In the rows running from the line that contains "of the corner" through the end of the rows, both inclusive, swap "arches" for "balconies" and write those lines out again with everything else left as it is.

—————

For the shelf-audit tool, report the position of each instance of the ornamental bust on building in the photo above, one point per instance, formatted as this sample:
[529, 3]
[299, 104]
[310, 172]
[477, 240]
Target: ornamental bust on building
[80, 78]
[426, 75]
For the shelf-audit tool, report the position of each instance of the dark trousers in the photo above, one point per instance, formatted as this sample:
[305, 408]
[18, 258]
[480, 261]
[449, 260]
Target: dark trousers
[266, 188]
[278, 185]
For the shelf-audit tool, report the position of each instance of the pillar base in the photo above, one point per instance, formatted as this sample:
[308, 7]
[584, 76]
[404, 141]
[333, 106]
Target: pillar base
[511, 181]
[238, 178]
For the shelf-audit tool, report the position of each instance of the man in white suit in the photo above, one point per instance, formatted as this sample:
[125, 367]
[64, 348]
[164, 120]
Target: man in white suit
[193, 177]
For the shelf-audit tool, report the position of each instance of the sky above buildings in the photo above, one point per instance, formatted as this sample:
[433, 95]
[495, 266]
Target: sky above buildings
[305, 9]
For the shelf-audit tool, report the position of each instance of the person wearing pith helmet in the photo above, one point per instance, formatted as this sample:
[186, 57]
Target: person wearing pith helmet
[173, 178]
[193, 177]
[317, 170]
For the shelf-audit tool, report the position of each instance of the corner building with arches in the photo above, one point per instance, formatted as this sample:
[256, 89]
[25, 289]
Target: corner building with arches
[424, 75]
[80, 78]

—————

Answer to this problem:
For the shelf-audit tool, report the position of each instance of the corner building with balconies in the photo above, one point per instance, formatted as this sample:
[256, 89]
[25, 289]
Target: corner building with balconies
[424, 75]
[80, 78]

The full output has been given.